Selected extract -
·····

Two police vehicles – including an unattended riot van – were set alight and a police station was daubed with graffiti. Riot police hit protesters with batons and protesters threw missiles including fireworks at the police. Protesters kicked in the windows of Bridewell police station as onlookers cheered.
The “#KilltheBill” demonstration was a protest against the controversial Police, Crime, Sentencing and Courts Bill, which passed its second reading in the House of Commons last week. The bill would give police powers to ban protests than have an “impact” and would make it an offence to cause “serious annoyance”, with a potential ten-year jail sentence.
Bristol is the city where a statue of slave trader Edward Colston was toppled and dumped in the harbour during a Black Lives Matter protest in June last year, in scenes which Home Secretary Priti Patel described as “utterly disgraceful”.
The bill increases the maximum penalty for damaging a memorial from three months to ten years, and has been criticised for making “protecting statues more important than punishing rape.”
The BBC reported that riot police stood by and “didn't engage with the protesters at all” until “the atmosphere took a marked turn when the first police vehicle was set on fire. Huge plumes of black smoke rose up from Bridewell Street.”
However Alon Aviram, editor of local newspaper the Bristol Cable tweeted, “Scenes tonight escalated when riot police, horses and dogs came out. Definitely didn’t do anything for ‘crowd control’.”

·····

Objective 1 -
Render the rows from the line containing "trace: cream armchair" through the final row as a Markdown table with the columns No. and Line, omitting blank lines and the pictures.

Contour labeling rows:
·····

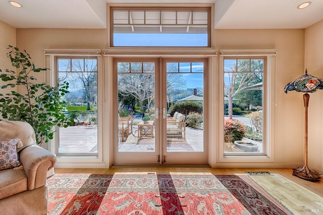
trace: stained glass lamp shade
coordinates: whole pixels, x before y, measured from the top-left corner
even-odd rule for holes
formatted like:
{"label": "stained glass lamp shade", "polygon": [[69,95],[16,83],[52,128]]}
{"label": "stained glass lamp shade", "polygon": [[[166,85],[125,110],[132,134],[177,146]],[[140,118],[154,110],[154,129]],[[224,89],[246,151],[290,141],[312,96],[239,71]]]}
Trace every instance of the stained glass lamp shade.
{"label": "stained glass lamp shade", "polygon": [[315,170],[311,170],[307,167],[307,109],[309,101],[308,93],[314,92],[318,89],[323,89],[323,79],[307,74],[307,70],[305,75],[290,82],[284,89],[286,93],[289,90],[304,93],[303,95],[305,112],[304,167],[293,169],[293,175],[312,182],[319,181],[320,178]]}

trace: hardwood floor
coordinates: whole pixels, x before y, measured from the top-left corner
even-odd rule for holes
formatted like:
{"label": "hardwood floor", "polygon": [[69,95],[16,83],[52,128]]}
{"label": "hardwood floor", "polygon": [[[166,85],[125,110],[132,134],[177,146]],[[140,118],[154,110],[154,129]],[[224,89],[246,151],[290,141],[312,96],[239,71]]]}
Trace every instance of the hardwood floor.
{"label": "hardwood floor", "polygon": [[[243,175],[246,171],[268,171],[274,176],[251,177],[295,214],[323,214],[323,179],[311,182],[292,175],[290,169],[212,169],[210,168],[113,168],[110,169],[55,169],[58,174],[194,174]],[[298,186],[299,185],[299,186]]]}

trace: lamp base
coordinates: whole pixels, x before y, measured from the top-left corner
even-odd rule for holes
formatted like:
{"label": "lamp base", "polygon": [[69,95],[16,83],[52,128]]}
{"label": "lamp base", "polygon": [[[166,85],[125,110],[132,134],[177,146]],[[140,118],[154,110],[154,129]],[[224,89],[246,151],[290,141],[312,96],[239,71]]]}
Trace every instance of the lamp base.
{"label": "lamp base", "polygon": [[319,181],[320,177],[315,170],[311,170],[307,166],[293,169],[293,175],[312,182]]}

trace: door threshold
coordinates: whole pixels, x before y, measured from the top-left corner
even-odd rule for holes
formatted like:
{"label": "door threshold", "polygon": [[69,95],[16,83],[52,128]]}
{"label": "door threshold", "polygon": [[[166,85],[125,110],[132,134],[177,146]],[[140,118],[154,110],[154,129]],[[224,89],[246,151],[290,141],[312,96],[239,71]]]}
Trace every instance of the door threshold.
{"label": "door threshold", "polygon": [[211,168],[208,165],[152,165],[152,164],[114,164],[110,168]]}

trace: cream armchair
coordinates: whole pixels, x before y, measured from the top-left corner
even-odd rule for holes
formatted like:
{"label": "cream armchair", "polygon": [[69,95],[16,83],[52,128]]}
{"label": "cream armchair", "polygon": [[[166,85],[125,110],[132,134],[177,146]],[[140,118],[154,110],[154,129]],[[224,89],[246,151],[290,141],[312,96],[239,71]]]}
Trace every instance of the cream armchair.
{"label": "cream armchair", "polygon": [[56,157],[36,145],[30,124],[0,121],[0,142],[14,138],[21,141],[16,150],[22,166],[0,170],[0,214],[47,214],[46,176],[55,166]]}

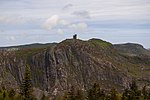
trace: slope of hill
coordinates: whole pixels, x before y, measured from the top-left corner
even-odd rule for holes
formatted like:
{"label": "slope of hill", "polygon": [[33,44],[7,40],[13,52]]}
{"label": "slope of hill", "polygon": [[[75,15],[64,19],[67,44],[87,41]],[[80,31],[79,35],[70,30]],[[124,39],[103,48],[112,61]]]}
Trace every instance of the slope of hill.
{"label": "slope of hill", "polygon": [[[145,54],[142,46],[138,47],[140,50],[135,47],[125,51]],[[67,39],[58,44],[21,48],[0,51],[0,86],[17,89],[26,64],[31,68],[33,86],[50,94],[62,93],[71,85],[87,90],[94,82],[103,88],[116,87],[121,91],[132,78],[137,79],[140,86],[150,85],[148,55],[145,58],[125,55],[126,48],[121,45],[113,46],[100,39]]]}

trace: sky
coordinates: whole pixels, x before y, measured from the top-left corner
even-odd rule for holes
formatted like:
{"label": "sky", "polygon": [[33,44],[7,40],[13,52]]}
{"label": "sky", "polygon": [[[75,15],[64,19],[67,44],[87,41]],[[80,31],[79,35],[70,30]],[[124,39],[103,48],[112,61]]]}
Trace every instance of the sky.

·····

Objective 2 -
According to the excerpt on the Bristol protest, how would the bill change the maximum penalty for damaging a memorial?

Worked solution 1 -
| No. | Line |
|---|---|
| 1 | trace: cream armchair |
| 2 | coordinates: whole pixels, x before y, measured from the top-left corner |
| 3 | even-odd rule for holes |
| 4 | formatted like: |
| 5 | {"label": "cream armchair", "polygon": [[69,95],[16,83],[52,128]]} |
| 6 | {"label": "cream armchair", "polygon": [[[166,85],[125,110],[132,134],[177,146]],[[140,118],[154,110],[154,129]],[[224,89],[246,151],[290,141],[312,96],[239,71]]]} |
| 7 | Trace every instance of the cream armchair. |
| 8 | {"label": "cream armchair", "polygon": [[56,157],[36,145],[30,124],[0,121],[0,142],[14,138],[21,141],[16,150],[22,166],[0,170],[0,214],[47,214],[46,176],[55,166]]} |
| 9 | trace: slope of hill |
| 10 | coordinates: whole pixels, x before y, measured from the top-left corner |
| 11 | even-odd rule for holes |
| 12 | formatted like: |
| 13 | {"label": "slope of hill", "polygon": [[33,44],[7,40],[13,52]]} |
| 14 | {"label": "slope of hill", "polygon": [[[75,15],[64,19],[67,44],[87,41]],[[80,31],[79,35],[70,30]],[[124,39],[103,48],[112,61]]]} |
| 15 | Trace every instance of the slope of hill. |
| 16 | {"label": "slope of hill", "polygon": [[[145,54],[142,46],[138,47],[140,50],[135,47],[125,51]],[[67,39],[58,44],[21,48],[0,51],[0,86],[17,89],[26,64],[31,68],[33,86],[50,94],[62,93],[71,85],[87,90],[94,82],[103,88],[116,87],[121,91],[132,78],[137,79],[140,86],[150,85],[148,55],[145,58],[125,55],[126,48],[121,45],[113,46],[100,39]]]} |
| 17 | trace: sky |
| 18 | coordinates: whole pixels, x before y, measured from the top-left corner |
| 19 | even-odd rule for holes |
| 20 | formatted like: |
| 21 | {"label": "sky", "polygon": [[33,44],[7,40],[13,52]]} |
| 22 | {"label": "sky", "polygon": [[[75,15],[64,19],[67,44],[87,41]],[[80,31],[79,35],[70,30]],[[124,39],[103,48],[112,61]]]} |
| 23 | Trace every instance of the sky. |

Worked solution 2 -
It would increase the maximum penalty from three months to ten years.